- **Written exercise**: Report how many lines of the entries below contain the string "blurred". Give only the number.

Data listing
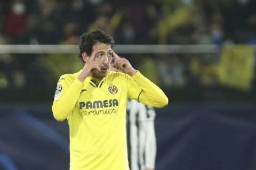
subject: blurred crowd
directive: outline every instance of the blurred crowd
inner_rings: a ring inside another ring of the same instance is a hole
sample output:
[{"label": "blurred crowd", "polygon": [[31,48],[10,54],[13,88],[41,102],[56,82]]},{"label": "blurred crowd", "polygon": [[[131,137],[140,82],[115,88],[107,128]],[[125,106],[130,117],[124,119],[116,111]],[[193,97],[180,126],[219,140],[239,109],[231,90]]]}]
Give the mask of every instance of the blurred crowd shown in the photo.
[{"label": "blurred crowd", "polygon": [[[256,1],[2,0],[0,23],[0,44],[77,44],[83,32],[100,29],[116,44],[215,44],[221,49],[226,43],[256,44]],[[81,68],[77,56],[1,55],[0,89],[55,86],[60,74]],[[218,54],[129,57],[166,87],[212,83],[207,76],[198,79],[199,66],[219,60]]]}]

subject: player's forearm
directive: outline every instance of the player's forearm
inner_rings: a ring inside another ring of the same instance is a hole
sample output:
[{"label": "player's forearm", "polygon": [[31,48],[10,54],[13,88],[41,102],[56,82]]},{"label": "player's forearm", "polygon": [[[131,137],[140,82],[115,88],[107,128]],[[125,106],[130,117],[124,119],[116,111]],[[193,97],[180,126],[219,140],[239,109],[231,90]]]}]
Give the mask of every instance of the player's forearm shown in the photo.
[{"label": "player's forearm", "polygon": [[63,121],[68,117],[75,106],[83,86],[79,80],[76,80],[64,96],[53,103],[52,109],[57,120]]},{"label": "player's forearm", "polygon": [[163,91],[139,71],[132,76],[132,78],[143,90],[139,101],[157,108],[163,107],[168,104],[168,98]]}]

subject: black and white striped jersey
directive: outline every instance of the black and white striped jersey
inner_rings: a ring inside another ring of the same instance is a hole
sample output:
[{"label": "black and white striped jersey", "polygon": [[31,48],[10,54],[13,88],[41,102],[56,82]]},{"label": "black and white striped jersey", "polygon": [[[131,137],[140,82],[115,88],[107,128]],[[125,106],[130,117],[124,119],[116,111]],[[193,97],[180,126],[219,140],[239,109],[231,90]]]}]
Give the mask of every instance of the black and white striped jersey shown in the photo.
[{"label": "black and white striped jersey", "polygon": [[154,168],[156,142],[153,107],[129,100],[127,107],[127,139],[131,170]]}]

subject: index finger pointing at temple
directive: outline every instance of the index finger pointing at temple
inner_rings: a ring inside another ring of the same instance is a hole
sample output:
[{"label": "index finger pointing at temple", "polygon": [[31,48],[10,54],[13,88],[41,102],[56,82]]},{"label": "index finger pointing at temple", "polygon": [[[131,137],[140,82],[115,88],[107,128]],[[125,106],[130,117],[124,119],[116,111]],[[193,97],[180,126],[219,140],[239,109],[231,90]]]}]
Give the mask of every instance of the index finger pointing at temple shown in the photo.
[{"label": "index finger pointing at temple", "polygon": [[112,52],[113,53],[113,56],[115,57],[116,58],[120,58],[120,57],[117,55],[117,54],[116,54],[113,50],[112,50]]},{"label": "index finger pointing at temple", "polygon": [[94,60],[95,56],[96,56],[96,51],[93,51],[92,53],[91,57],[90,57],[89,61],[93,61]]}]

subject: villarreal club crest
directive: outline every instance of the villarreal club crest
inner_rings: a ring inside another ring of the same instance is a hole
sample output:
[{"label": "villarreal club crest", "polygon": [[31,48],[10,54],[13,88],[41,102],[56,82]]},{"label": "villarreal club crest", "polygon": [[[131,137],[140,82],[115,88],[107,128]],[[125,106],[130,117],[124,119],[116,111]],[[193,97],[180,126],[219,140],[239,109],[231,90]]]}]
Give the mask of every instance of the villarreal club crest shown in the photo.
[{"label": "villarreal club crest", "polygon": [[111,85],[108,87],[108,91],[111,94],[116,94],[118,91],[118,89],[115,85]]}]

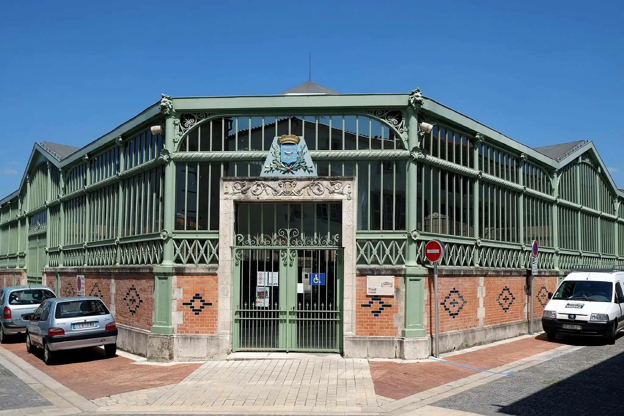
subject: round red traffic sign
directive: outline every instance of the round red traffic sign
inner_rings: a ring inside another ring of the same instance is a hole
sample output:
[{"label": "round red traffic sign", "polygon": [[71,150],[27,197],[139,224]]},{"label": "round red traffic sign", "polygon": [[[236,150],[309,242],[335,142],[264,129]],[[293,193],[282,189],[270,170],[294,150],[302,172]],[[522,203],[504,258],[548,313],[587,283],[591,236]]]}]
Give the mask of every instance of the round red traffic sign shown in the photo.
[{"label": "round red traffic sign", "polygon": [[444,244],[437,239],[432,239],[425,246],[425,257],[432,263],[436,263],[444,256]]},{"label": "round red traffic sign", "polygon": [[533,255],[535,257],[537,257],[537,253],[539,251],[539,244],[537,244],[537,240],[533,240],[533,244],[531,244],[531,250],[533,251]]}]

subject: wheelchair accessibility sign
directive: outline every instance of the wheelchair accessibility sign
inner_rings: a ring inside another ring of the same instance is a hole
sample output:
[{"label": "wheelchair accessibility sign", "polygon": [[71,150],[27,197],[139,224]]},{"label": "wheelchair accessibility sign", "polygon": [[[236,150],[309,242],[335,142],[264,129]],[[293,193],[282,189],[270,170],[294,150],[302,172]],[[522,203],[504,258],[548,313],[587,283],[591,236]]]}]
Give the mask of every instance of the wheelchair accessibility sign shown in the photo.
[{"label": "wheelchair accessibility sign", "polygon": [[325,274],[324,273],[310,273],[310,286],[324,286]]}]

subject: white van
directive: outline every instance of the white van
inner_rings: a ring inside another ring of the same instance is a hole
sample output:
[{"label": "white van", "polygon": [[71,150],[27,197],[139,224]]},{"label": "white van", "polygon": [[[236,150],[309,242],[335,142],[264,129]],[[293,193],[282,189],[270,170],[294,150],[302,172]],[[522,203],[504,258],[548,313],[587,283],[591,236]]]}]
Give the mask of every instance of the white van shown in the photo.
[{"label": "white van", "polygon": [[548,339],[557,334],[604,337],[615,342],[624,329],[624,271],[574,268],[554,294],[548,294],[542,326]]}]

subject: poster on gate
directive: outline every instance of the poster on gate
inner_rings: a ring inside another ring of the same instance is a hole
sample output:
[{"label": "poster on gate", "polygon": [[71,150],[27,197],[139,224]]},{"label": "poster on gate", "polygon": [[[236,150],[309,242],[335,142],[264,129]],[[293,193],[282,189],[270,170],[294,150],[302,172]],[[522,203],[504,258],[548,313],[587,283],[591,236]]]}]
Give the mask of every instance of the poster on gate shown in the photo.
[{"label": "poster on gate", "polygon": [[78,289],[79,296],[84,296],[84,276],[79,274],[76,276],[76,289]]},{"label": "poster on gate", "polygon": [[269,306],[269,288],[256,288],[256,307],[268,307]]}]

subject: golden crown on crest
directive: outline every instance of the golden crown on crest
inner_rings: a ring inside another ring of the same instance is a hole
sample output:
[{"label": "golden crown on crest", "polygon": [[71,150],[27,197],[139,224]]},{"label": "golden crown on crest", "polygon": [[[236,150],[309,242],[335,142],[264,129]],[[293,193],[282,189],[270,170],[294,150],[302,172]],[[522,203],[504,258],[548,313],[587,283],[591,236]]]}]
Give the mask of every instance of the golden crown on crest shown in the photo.
[{"label": "golden crown on crest", "polygon": [[281,145],[296,145],[301,139],[294,134],[285,134],[277,140]]}]

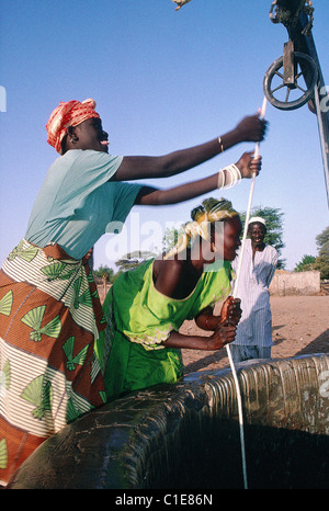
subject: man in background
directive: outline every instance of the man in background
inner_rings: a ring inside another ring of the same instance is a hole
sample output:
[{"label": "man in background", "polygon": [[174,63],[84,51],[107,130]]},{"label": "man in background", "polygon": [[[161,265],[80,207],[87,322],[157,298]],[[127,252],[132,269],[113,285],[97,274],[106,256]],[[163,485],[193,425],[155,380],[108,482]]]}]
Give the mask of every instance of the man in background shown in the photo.
[{"label": "man in background", "polygon": [[[230,343],[234,362],[271,357],[273,340],[269,287],[279,254],[274,247],[264,242],[265,234],[265,220],[259,216],[250,218],[249,239],[246,239],[238,291],[242,316],[236,339]],[[240,251],[241,249],[232,261],[235,272]]]}]

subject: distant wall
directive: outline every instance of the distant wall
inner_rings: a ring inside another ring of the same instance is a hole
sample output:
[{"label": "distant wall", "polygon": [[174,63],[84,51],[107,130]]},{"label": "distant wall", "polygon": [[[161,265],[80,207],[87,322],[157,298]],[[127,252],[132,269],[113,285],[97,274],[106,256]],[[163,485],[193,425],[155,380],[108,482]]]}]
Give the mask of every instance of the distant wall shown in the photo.
[{"label": "distant wall", "polygon": [[271,295],[317,295],[320,293],[320,272],[276,271],[270,285]]}]

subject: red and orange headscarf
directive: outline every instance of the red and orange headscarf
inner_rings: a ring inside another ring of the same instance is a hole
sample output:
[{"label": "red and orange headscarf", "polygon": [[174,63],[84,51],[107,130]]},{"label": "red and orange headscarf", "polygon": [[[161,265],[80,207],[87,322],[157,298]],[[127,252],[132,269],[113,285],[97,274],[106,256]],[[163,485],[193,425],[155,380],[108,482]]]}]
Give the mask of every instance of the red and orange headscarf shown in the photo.
[{"label": "red and orange headscarf", "polygon": [[55,147],[56,151],[61,155],[61,141],[67,134],[68,126],[78,126],[87,118],[98,117],[100,115],[94,111],[95,101],[84,100],[60,102],[59,106],[52,112],[49,121],[46,124],[48,133],[47,143]]}]

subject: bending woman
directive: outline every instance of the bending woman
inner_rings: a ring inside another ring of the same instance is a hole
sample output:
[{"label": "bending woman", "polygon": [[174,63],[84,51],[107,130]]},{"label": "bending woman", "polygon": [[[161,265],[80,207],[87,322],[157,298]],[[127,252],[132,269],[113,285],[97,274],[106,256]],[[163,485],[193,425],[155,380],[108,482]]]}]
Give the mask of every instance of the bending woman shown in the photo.
[{"label": "bending woman", "polygon": [[[105,327],[83,256],[114,231],[134,204],[174,204],[207,193],[239,172],[251,175],[251,155],[235,172],[169,190],[123,181],[183,172],[241,141],[263,139],[265,123],[243,118],[220,139],[162,157],[107,154],[93,100],[60,103],[47,123],[60,155],[35,200],[25,237],[0,271],[0,484],[46,438],[105,400],[94,339]],[[253,163],[258,169],[258,162]]]},{"label": "bending woman", "polygon": [[[213,307],[231,289],[239,215],[228,201],[211,198],[193,209],[192,220],[173,251],[123,273],[106,295],[107,327],[97,352],[107,399],[177,382],[183,375],[182,348],[214,351],[235,340],[240,300],[226,298],[219,316]],[[180,333],[183,321],[193,318],[212,334]]]}]

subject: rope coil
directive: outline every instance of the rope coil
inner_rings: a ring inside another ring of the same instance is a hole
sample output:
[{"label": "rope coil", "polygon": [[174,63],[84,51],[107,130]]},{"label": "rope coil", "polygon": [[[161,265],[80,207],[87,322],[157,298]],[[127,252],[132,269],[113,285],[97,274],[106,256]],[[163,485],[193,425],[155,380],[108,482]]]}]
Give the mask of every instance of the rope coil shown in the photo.
[{"label": "rope coil", "polygon": [[[264,118],[264,116],[265,116],[266,104],[268,104],[266,98],[264,96],[263,104],[262,104],[262,110],[261,110],[261,115],[260,115],[261,120]],[[254,156],[253,157],[254,158],[259,157],[259,143],[256,144]],[[239,284],[240,273],[241,273],[241,263],[242,263],[242,258],[243,258],[243,252],[245,252],[245,243],[246,243],[248,224],[249,224],[249,218],[250,218],[250,209],[251,209],[251,203],[252,203],[252,196],[253,196],[253,190],[254,190],[254,181],[256,181],[256,173],[253,173],[253,175],[252,175],[252,181],[251,181],[251,186],[250,186],[250,192],[249,192],[249,201],[248,201],[248,207],[247,207],[247,213],[246,213],[246,222],[245,222],[245,229],[243,229],[243,238],[242,238],[242,242],[241,242],[241,251],[240,251],[240,254],[239,254],[237,277],[236,277],[234,293],[232,293],[234,298],[236,298],[237,295],[238,295],[238,284]],[[234,381],[235,381],[235,385],[236,385],[236,391],[237,391],[238,412],[239,412],[239,429],[240,429],[240,443],[241,443],[241,457],[242,457],[243,488],[248,489],[241,393],[240,393],[239,381],[238,381],[237,372],[236,372],[235,364],[234,364],[234,361],[232,361],[232,357],[231,357],[229,344],[226,344],[226,351],[227,351],[229,365],[230,365],[230,368],[231,368],[231,372],[232,372],[232,376],[234,376]]]}]

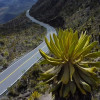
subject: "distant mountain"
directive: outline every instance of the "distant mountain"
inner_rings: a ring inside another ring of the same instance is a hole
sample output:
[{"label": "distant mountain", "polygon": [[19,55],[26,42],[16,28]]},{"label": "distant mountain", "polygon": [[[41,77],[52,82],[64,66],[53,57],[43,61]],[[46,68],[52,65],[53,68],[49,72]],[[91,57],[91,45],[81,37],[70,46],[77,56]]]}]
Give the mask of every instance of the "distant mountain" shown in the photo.
[{"label": "distant mountain", "polygon": [[29,9],[37,0],[0,0],[0,24]]},{"label": "distant mountain", "polygon": [[38,0],[30,14],[54,27],[100,33],[100,0]]}]

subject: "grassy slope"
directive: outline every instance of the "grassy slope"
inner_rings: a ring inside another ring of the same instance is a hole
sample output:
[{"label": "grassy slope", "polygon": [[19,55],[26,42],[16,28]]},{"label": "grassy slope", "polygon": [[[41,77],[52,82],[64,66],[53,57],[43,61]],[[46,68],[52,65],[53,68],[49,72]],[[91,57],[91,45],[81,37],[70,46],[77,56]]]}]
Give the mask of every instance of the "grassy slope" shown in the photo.
[{"label": "grassy slope", "polygon": [[0,66],[5,69],[14,59],[38,46],[46,29],[31,22],[25,13],[0,26]]}]

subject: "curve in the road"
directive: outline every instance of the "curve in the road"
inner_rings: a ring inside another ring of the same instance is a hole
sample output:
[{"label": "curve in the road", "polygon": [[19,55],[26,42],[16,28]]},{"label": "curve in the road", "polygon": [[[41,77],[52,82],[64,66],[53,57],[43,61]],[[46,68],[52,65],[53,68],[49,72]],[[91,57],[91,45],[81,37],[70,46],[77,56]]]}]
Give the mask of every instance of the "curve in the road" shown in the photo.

- **Correct result**: 5